> GIVEN INSTRUCTION: Return verbatim the run of lines that opens with the line holding "green balloon, farthest" and closes with the last line of the records.

<<<<

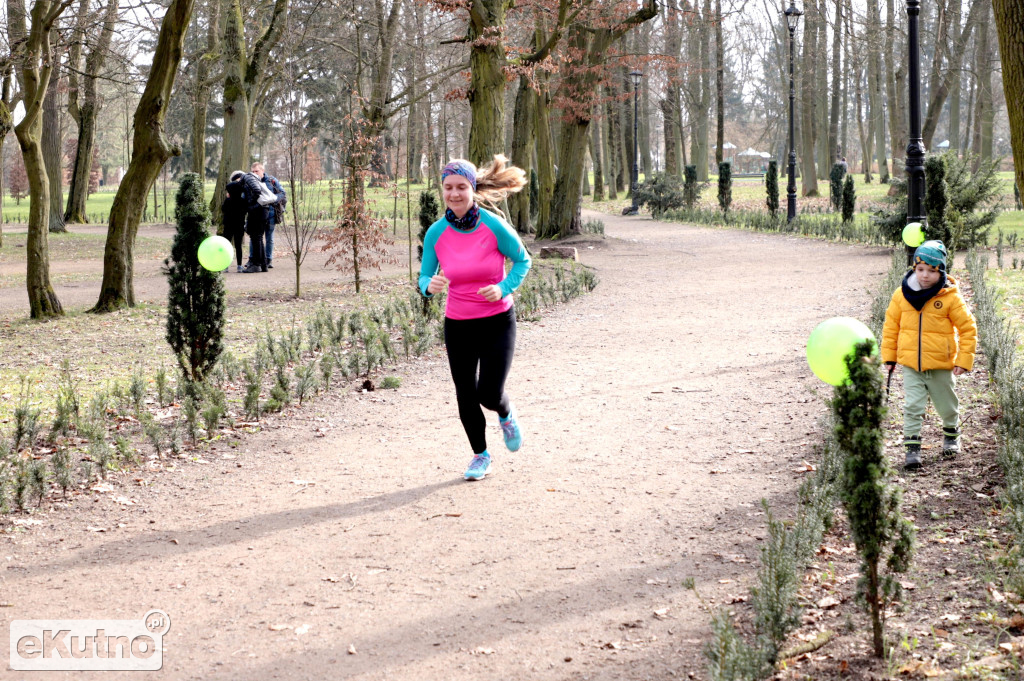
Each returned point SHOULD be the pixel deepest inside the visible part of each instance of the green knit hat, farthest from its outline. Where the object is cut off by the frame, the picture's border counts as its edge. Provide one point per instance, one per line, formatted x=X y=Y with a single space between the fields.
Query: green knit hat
x=931 y=253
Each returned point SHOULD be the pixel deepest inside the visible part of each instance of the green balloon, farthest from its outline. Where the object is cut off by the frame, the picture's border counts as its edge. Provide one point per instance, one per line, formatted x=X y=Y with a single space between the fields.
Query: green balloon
x=828 y=345
x=913 y=236
x=215 y=253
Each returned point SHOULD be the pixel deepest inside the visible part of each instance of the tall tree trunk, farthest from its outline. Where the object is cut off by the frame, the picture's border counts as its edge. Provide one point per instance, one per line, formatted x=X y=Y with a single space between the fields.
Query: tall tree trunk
x=875 y=85
x=52 y=141
x=1010 y=24
x=151 y=151
x=596 y=154
x=34 y=54
x=486 y=86
x=954 y=9
x=619 y=138
x=545 y=152
x=646 y=163
x=202 y=86
x=244 y=76
x=864 y=133
x=594 y=44
x=85 y=115
x=630 y=128
x=698 y=89
x=6 y=125
x=670 y=105
x=522 y=151
x=821 y=96
x=895 y=78
x=937 y=96
x=610 y=159
x=837 y=86
x=809 y=174
x=985 y=110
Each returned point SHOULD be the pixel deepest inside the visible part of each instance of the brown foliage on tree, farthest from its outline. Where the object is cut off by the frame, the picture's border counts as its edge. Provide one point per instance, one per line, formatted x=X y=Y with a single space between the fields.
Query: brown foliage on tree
x=358 y=240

>>>>

> TASK ANSWER:
Each returned point SHOULD be the pixel deepest inside the visible part of each instance of the green balloon, farthest from its outline. Where the object is cut off by the frame, the picture's border counts as its edge. Provide one point per instance, one per line, formatted x=X y=Y with a single space between the fields.
Query: green balloon
x=828 y=345
x=913 y=236
x=215 y=253
Each returned point SHOULD be the pixel deepest inside the visible part of each instance of the tall tree trunk, farthest from its outline. Where the object is cut off by the frame, the picture's border counts as its edge. Provide one point per instance, one per line, formatted x=X y=Y with a single space between the fields.
Query: tall tree trunk
x=875 y=85
x=52 y=141
x=1010 y=24
x=151 y=151
x=596 y=154
x=34 y=54
x=486 y=86
x=954 y=9
x=619 y=138
x=545 y=152
x=646 y=163
x=202 y=86
x=244 y=76
x=864 y=133
x=594 y=44
x=85 y=115
x=630 y=128
x=698 y=89
x=6 y=125
x=670 y=105
x=522 y=151
x=821 y=96
x=895 y=78
x=937 y=96
x=610 y=159
x=837 y=86
x=809 y=174
x=985 y=110
Each returned point SHOULD be the pixel deepest inside the visible part of each instance of the brown foliage on tree, farthest from its outline. Where the object is cut off by the frame, the picture's border counts as its edge. Provide one point per instance, one per line, formatted x=X y=Y with a single space between the fields.
Query: brown foliage on tree
x=358 y=240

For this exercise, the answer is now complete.